ABOUT THIS EXERCISE: Show each line of the records below where the word "before" occurs.

(Dataset entries)

┌────────

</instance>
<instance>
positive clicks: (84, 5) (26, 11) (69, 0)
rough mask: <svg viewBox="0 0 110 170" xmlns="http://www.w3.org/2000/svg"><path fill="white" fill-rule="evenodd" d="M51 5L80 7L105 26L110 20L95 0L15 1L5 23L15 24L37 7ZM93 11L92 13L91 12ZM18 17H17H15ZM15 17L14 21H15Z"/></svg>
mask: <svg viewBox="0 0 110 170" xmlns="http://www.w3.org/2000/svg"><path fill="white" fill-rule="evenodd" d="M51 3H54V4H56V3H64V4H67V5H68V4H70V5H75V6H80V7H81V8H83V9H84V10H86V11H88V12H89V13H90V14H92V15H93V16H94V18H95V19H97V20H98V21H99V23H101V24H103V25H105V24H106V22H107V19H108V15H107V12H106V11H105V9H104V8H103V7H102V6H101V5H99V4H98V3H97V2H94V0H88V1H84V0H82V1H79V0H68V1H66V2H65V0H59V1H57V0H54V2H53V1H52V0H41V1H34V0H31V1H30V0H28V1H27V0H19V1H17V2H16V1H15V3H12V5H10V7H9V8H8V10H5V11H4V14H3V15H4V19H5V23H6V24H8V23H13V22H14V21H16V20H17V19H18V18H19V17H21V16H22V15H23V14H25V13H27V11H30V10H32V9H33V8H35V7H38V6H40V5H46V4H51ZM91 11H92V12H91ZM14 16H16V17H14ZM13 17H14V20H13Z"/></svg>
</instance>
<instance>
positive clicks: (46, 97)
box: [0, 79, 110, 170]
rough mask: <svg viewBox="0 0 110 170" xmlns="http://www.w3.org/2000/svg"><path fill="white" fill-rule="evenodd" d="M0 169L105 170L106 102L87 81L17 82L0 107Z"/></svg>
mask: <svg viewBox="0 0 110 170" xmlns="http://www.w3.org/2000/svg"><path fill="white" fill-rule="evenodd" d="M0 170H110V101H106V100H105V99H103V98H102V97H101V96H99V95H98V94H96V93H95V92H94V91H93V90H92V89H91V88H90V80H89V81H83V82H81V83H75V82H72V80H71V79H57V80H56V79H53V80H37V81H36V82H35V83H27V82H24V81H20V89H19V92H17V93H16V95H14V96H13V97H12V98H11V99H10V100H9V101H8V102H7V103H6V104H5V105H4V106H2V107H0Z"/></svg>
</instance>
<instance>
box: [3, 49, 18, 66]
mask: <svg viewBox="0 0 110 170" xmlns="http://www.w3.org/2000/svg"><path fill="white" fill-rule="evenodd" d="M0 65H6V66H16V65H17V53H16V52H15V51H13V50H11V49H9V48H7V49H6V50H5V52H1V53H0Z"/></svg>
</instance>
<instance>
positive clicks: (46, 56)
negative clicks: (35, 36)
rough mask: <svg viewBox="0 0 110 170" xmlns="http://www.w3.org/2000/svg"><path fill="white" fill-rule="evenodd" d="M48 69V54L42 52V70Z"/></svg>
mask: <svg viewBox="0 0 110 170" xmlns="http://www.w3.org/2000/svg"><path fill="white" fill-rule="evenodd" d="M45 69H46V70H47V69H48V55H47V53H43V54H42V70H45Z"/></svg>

└────────
┌────────

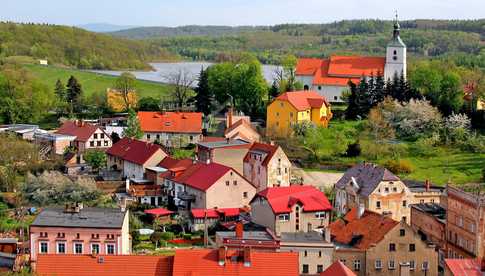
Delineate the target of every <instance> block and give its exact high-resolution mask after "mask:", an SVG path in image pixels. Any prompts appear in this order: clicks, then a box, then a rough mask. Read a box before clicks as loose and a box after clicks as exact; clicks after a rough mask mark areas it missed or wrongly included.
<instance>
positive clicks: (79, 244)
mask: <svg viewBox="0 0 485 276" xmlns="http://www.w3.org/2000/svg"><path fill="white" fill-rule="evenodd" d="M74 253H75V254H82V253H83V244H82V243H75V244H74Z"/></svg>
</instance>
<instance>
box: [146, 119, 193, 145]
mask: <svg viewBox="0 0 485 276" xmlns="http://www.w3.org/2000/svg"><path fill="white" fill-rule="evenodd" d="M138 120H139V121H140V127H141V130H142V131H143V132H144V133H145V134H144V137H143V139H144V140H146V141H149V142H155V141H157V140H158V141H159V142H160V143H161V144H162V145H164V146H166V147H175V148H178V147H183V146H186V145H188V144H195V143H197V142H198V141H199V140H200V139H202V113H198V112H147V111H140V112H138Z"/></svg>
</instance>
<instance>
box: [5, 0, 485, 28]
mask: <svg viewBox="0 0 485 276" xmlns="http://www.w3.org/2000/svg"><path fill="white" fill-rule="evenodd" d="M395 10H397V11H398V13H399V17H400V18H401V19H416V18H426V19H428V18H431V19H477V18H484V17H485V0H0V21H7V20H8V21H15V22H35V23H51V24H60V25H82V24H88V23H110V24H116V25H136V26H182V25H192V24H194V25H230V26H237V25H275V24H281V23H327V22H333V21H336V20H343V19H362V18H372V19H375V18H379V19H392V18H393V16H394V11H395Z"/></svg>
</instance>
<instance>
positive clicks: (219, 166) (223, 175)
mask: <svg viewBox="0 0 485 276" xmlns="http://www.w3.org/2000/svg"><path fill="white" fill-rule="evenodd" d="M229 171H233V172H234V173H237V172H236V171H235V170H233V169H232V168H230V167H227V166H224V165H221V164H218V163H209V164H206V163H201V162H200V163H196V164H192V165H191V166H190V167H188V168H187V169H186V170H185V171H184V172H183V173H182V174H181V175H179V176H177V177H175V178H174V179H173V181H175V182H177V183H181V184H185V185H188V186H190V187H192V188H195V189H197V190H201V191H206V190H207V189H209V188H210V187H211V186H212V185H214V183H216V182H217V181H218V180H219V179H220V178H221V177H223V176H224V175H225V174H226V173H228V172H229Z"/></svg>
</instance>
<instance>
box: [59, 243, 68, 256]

└────────
┌────────

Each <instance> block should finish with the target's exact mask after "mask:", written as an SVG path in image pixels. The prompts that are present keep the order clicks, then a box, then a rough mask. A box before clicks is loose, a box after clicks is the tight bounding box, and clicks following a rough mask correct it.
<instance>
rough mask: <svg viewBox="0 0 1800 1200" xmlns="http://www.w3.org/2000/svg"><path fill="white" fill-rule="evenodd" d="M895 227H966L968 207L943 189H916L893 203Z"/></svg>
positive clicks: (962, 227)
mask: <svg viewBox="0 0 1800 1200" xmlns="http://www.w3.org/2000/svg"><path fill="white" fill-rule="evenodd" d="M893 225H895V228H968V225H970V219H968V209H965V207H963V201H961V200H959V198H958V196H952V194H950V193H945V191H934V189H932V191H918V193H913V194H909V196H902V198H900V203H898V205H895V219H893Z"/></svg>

└────────

WRITTEN ANSWER:
Delineate the target of every <instance> block and give its exact high-resolution mask after "mask:", an SVG path in image pixels. Any prompts appear in this order: clicks, then a box, then a rough mask. Read a box before clicks as loose and a box after clicks as exact; clicks after a rough mask mark areas it missed or wrongly included.
Each <instance> block should finish with the target's exact mask after "mask:", written as an SVG path in image pixels. The prompts that are present keep the order clicks, then a box, then a rough mask. A box before clicks is loose, a box after clicks is the tight bounding box, and clicks following a rough mask correct it.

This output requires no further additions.